◆ BRANO FORNITO:
=-=-=-=-=

Per una buona riuscita in questo intento, l’attributo fondamentale è la sincerità con voi stessi, difficile da rendere costante ma assolutamente necessaria, per sfuggire alle trappole più o meno sottili che l’Io pone sul vostro cammino col fine di mettervi fuori strada, offrendovi scuse allettanti e maschere che è facile indossare ma che, poi, è molto difficile riuscire a togliere. Fortunatamente non siete abbandonati a voi stessi, ma l’esistenza vi offre un prezioso alleato che non vi tradisce, né vi abbandona mai: l’esperienza di tutti i giorni, la quale – in continuazione – vi offre molte possibilità di conoscervi mettendovi – spesso anche a viva forza – davanti alle vostre verità interiori, grazie alle situazioni con le quali cerca di far reagire il vostro Io. È proprio dall’esame di queste reazioni alle varie situazioni che il vostro Io si trova a dover affrontare, che potete risvegliare in voi stessi la consapevolezza e che potete riuscire a non mentire a voi stessi.
Accade anche spesso che voi cerchiate di esaminarvi e giungiate a delle conclusioni che, ad un’occasione successiva, si rivelano sbagliate. Ebbene, non demoralizzatevi per questo e siate certi che, prima o poi e poco per volta, riuscirete a superare anche gli ostacoli più duri.
Potreste chiedervi come essere sicuri che le conclusioni raggiunte siano esatte e non illusorie: un’ulteriore trappola che l’Io ha subdolamente messo per voi e in voi, e nella quale – ignari – siete caduti. Vi è un solo modo per esserne sicuri: l’esperienza. Infatti, allorché, sotto la stessa esperienza non reagirete più allo stesso modo errato, sarete sicuri che avete acquisito la consapevolezza di ciò che sentivate nei confronti di quegli stimoli e che, in modo automatico, quegli stimoli avranno perso la loro funzione di stimolo per divenire neutri rispetto al vostro intimo, che non reagirà più ad essi in modo sbagliato.

=-=-=-=-=

◆ COMPITI PROPOSTI:
1. Traduci in inglese questa frase del brano sulla sincerità con sé stessi: «Vi è un solo modo per esserne sicuri: l’esperienza.»
2. Prosegui il brano sulla sincerità con sé stessi, scrivendo il seguito dopo la sua ultima frase.
I record sono materiale a sé stante, distinto dal brano.

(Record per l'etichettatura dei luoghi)
=-=-=-=-=

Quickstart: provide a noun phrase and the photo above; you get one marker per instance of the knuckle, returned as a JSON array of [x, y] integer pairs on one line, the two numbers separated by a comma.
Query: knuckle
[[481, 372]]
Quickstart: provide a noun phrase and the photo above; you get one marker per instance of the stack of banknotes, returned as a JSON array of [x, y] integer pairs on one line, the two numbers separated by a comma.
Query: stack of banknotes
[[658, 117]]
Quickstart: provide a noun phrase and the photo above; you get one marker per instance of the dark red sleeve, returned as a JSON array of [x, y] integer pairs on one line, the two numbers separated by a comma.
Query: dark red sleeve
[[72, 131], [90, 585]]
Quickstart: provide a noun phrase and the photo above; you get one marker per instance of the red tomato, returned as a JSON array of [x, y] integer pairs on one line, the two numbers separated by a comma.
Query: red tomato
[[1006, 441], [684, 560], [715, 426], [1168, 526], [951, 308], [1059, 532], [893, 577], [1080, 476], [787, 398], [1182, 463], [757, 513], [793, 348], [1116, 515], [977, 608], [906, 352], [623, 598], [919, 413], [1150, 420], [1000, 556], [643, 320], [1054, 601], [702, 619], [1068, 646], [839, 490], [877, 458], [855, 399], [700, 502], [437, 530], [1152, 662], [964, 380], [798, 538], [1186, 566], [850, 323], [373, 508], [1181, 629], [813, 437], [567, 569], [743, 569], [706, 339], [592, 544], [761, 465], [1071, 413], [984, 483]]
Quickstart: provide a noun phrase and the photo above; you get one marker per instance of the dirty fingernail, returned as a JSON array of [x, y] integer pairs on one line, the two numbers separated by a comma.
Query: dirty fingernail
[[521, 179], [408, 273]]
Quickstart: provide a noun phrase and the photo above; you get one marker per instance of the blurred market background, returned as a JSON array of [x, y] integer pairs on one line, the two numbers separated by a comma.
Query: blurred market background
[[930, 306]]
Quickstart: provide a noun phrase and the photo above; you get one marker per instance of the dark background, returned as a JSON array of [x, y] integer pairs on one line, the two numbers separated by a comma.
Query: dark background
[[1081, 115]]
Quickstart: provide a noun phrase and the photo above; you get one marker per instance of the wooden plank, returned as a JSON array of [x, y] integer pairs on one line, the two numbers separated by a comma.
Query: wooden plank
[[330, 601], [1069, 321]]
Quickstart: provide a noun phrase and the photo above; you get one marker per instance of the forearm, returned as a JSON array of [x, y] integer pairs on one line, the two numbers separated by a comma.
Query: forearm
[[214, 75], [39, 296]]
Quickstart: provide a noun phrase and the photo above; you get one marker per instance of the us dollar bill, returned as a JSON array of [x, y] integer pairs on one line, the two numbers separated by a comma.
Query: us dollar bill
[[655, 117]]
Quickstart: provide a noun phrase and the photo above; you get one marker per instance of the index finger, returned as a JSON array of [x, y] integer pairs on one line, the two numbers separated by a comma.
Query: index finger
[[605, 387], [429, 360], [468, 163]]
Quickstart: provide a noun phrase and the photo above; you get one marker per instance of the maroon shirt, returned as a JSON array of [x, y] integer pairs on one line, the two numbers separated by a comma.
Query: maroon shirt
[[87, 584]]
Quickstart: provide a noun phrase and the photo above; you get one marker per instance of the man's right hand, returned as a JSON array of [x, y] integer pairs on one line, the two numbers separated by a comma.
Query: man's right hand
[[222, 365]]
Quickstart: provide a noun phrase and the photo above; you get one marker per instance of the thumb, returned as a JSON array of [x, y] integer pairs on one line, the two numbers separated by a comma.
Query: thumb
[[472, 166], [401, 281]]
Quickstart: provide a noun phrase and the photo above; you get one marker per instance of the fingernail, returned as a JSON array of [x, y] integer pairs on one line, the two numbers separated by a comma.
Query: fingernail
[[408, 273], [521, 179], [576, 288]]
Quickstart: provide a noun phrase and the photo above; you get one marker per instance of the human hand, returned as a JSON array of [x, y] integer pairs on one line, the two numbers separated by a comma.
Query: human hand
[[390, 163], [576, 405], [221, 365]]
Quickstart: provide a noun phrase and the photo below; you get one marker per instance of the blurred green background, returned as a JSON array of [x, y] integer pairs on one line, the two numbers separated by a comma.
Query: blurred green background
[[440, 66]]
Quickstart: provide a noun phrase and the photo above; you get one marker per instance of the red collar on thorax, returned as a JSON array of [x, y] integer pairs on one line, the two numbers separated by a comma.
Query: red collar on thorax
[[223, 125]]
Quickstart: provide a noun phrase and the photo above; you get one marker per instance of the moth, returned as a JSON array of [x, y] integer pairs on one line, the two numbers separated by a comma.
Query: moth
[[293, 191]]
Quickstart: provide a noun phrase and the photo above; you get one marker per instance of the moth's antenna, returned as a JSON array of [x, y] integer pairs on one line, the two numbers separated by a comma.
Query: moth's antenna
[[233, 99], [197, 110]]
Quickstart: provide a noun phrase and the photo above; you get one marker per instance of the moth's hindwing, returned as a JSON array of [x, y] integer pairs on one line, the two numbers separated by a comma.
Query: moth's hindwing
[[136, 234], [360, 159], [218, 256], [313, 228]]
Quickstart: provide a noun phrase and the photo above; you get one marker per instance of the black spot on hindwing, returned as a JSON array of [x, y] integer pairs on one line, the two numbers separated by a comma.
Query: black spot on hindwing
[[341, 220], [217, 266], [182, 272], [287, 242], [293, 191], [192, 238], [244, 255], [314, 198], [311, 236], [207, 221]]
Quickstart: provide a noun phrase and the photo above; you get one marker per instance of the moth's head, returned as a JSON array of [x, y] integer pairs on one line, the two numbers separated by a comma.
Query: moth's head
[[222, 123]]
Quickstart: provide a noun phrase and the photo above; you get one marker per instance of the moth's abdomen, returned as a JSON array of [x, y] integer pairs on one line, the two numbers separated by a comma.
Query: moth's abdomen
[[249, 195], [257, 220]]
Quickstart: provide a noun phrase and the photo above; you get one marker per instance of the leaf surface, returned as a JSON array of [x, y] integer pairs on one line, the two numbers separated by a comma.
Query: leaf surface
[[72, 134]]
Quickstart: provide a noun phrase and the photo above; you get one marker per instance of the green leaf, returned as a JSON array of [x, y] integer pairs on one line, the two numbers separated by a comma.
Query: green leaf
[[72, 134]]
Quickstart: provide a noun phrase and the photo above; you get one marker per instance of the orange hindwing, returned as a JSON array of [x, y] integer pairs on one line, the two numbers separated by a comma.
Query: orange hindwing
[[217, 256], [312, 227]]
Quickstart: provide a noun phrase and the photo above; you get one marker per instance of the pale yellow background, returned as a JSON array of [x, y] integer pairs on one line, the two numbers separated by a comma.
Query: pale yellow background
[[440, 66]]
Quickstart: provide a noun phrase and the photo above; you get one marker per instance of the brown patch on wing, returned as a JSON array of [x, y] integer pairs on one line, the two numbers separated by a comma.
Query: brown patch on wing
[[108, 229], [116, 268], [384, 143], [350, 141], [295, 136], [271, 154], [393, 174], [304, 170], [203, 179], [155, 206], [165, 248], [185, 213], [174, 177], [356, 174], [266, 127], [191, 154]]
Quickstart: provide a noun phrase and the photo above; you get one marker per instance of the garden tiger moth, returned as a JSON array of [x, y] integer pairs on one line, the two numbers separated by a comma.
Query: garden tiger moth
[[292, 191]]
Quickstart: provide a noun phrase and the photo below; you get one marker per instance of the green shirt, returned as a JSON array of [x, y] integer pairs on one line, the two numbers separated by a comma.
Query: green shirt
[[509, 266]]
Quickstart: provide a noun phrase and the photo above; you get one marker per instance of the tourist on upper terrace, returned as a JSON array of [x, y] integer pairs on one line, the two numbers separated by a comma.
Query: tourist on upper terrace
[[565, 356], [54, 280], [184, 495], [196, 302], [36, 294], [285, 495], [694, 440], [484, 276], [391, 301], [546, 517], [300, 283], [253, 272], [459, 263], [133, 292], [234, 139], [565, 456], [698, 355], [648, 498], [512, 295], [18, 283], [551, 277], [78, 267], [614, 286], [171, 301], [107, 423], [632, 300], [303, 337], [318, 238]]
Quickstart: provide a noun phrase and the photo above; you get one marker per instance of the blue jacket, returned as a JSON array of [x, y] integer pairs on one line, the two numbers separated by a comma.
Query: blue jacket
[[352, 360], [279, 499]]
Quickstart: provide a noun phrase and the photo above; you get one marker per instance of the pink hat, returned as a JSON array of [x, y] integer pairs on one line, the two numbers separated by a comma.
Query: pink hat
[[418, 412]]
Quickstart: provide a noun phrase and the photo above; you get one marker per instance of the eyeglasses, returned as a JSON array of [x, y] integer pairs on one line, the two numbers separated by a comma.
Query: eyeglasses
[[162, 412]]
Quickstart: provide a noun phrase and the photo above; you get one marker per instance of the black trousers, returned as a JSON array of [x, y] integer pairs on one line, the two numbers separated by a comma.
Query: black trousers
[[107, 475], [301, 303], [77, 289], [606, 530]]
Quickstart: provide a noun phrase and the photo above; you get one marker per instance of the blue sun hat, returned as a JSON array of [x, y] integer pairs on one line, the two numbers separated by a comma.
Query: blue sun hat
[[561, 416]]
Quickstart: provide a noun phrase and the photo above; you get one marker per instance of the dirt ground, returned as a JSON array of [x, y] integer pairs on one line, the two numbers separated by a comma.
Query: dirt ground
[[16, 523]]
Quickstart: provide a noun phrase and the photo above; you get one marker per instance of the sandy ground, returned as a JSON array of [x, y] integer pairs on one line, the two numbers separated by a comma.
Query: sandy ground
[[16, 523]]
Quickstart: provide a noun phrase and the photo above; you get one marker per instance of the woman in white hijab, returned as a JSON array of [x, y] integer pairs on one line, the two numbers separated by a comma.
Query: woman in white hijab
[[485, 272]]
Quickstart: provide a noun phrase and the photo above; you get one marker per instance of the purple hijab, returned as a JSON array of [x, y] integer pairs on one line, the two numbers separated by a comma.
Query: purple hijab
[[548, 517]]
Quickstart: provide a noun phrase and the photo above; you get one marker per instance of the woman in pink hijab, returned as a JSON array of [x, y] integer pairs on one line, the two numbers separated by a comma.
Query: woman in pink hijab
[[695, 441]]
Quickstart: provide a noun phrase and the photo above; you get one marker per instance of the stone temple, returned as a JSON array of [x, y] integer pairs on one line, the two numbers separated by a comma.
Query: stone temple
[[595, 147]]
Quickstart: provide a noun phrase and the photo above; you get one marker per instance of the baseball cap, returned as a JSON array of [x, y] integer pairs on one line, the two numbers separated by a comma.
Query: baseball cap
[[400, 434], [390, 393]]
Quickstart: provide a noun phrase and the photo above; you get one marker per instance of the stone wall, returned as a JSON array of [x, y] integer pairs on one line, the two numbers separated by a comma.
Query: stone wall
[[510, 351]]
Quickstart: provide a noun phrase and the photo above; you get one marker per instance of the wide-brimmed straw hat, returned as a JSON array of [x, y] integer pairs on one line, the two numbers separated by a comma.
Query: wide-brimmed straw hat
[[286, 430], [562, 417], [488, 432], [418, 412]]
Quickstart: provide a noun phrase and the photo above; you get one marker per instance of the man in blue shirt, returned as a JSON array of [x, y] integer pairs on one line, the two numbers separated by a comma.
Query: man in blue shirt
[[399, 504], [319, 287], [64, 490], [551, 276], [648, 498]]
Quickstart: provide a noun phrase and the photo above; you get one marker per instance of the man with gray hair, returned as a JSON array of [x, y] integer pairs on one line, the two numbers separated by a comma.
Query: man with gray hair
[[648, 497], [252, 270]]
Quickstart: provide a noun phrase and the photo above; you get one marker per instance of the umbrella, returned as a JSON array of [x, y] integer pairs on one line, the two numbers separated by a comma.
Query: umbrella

=-=-=-=-=

◆ RISPOSTE AI COMPITI:
1. There is only one way to be sure of it: experience.

2.
Tutto questo significa capire che in ogni attimo, in ogni «qui e ora», siete diversi da ciò che eravate nell’attimo precedente; tuttavia è necessario cercare di non crearsi l’illusione di essere o di non essere in un dato modo; quante volte avete pensato o creduto con convinzione, per esempio, di non essere possessivi, e quante volte l’esistenza è stata costretta a mettervi di fronte alla vostra possessività non superata, ma nascosta sotto una creazione illusoria e fittizia?
Abbandonarsi all’illusione, figli, vuol dire abbandonarsi ai limiti che l’Io vi impone, vuol dire creare con la vostra stessa inconsapevolezza motivi di sofferenza per voi e per gli altri.
Il primo passo, dunque, è scoprire che l’Io – per non sfigurare – pone dei limiti a seconda delle sue necessità; il secondo passo è quello di riconoscere e svelare questi limiti; il terzo passo non esiste ma consegue automaticamente allorché sono stati fatti i primi due, poiché riconoscere e svelare i limiti posti dall’Io vuol dire averli superati.
Non basta affermare, ad esempio, di sapere di essere possessivi se non sapete quando siete mossi dalla possessività e quanto è essa che vi muove; e la vostra affermazione, in queste condizioni, non resta altro che un’affermazione generica che non vale molto per farvi superare la vostra possessività e correte, anzi, il rischio che divenga una scusa per non indagare oltre, per continuare a non essere del tutto sinceri con voi stessi.
Dicevamo poco fa che ciò che più conta è essere consapevoli di ciò che si è nel presente, nel qui e ora.
“Ma allora – potreste dire – è inutile cercare le motivazioni, in quanto esse appartengono sempre al passato!»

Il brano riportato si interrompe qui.